---------- Excerpt to read ----------

Hard agree on all of this, including the important douchebag issue.


You are my people, and I am yours. Not sure what we do about our neighbors, who I think often have jobs that require analytical skills but who displayed roughly none of them when it came to figuring out how to get people *enough* of what they needed during a pandemic, rather than everything they wanted, including having school be the way it was a couple of years earlier, when they were complaining about different stuff.


And to give a different perspective, I think people who can't understand why in-person school FOR CHILDREN should be prioritized OVER BARS BEING OPEN have no sense of the importance of caring for children in our society (which we generally do a crap job of). My kids are fine, you say, as a justification for why no child should have even the *option* for in-person school. Remember, no one was *forcing* *all* children back into the classroom. We were asking for the *option*.

---------- Given information ----------

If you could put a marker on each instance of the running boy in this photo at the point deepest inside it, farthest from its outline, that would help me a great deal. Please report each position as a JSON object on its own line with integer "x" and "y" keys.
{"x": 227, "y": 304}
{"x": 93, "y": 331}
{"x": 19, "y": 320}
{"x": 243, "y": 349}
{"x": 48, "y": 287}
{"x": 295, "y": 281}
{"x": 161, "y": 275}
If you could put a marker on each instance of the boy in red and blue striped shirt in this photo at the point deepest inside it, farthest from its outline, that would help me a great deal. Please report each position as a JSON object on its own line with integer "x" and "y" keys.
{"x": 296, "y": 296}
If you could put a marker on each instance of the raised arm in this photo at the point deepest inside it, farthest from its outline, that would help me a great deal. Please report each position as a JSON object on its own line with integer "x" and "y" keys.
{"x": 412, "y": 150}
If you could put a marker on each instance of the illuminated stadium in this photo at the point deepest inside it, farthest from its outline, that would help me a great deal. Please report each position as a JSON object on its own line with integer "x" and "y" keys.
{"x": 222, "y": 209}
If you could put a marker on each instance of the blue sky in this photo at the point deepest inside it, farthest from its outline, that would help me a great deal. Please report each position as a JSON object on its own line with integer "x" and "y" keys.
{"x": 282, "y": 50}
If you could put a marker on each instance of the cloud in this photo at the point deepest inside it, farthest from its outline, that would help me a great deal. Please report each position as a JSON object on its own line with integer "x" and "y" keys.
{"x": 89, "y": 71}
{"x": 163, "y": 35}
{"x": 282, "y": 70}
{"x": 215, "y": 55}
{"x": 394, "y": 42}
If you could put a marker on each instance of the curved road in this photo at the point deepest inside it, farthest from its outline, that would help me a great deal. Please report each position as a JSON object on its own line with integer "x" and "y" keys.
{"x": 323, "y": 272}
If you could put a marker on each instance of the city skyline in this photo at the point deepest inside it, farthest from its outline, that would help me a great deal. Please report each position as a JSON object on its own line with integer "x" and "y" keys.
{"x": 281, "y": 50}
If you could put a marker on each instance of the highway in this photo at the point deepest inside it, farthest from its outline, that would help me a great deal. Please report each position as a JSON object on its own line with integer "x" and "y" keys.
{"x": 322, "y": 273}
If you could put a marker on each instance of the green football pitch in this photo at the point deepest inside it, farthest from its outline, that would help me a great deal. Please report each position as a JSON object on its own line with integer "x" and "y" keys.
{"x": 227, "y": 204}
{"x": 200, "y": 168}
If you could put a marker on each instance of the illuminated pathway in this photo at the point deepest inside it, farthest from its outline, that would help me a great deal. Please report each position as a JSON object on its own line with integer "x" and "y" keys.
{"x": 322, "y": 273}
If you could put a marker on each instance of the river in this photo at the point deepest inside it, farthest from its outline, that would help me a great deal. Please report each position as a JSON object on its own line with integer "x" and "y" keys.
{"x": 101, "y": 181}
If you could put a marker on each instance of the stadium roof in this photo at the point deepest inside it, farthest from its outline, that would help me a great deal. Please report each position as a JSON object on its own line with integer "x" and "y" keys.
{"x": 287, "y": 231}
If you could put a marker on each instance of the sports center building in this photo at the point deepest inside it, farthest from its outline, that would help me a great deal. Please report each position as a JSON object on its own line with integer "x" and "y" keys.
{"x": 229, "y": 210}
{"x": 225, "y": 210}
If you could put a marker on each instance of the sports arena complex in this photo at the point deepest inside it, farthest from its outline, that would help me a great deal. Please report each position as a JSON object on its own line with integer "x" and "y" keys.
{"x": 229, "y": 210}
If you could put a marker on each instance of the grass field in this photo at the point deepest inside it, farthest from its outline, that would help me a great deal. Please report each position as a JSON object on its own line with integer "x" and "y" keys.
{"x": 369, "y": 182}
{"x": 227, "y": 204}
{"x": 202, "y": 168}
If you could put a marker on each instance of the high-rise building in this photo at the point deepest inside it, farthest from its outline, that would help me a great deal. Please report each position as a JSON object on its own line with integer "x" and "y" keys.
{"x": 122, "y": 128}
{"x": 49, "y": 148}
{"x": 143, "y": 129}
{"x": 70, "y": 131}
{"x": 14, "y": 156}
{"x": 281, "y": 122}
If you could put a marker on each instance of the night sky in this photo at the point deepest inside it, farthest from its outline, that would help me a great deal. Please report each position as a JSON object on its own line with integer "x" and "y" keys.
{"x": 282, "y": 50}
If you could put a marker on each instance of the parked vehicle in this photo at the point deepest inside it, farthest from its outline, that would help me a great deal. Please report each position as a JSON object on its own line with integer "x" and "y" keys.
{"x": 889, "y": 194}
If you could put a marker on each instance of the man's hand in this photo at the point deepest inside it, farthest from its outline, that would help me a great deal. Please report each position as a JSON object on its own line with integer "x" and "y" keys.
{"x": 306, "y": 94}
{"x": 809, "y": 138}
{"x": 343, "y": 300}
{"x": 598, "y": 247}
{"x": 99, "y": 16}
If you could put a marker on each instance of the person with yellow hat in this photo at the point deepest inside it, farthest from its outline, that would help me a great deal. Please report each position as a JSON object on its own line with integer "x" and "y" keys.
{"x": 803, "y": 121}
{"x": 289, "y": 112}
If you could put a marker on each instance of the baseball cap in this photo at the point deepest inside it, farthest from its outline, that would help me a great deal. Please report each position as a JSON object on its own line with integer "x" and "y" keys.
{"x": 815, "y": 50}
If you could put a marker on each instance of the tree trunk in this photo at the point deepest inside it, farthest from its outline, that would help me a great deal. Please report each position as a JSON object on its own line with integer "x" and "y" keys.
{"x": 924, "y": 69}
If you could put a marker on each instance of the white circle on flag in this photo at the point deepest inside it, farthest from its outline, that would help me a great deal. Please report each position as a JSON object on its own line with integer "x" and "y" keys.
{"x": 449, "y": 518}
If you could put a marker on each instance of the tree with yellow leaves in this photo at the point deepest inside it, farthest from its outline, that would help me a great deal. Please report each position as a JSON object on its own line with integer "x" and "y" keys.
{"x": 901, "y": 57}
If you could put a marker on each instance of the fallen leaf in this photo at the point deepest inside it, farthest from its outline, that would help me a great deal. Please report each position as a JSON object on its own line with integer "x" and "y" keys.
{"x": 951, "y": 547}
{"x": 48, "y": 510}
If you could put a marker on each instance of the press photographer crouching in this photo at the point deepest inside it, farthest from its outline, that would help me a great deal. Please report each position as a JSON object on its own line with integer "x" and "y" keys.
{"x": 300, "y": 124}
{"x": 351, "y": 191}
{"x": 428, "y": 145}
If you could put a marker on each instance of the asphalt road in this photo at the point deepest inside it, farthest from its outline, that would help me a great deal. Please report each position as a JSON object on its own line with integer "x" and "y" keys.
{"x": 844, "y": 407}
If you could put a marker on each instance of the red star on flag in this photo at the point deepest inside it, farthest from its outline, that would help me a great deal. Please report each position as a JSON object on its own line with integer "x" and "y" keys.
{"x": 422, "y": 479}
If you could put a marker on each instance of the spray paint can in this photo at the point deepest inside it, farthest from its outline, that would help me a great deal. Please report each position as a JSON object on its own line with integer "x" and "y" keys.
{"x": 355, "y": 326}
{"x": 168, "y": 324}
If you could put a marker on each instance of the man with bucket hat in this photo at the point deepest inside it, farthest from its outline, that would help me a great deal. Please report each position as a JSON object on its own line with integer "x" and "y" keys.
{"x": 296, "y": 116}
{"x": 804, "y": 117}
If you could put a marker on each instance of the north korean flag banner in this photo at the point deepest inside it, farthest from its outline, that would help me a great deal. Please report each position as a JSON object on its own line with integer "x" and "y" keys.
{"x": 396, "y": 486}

----------

Exercise brief –
Check each statement against the comment on in-person school above. Mark each yes or no, and quote the words from the comment that decide it.
(a) The writer says society generally does a good job of caring for children.
(b) The writer thinks the neighbors often have jobs that call for analytical skills.
(c) The writer says what was being asked for was the option of in-person school.

Solution to this task –
(a) No: "which we generally do a crap job of"
(b) Yes: "who I think often have jobs that require analytical skills"
(c) Yes: "We were asking for the *option*."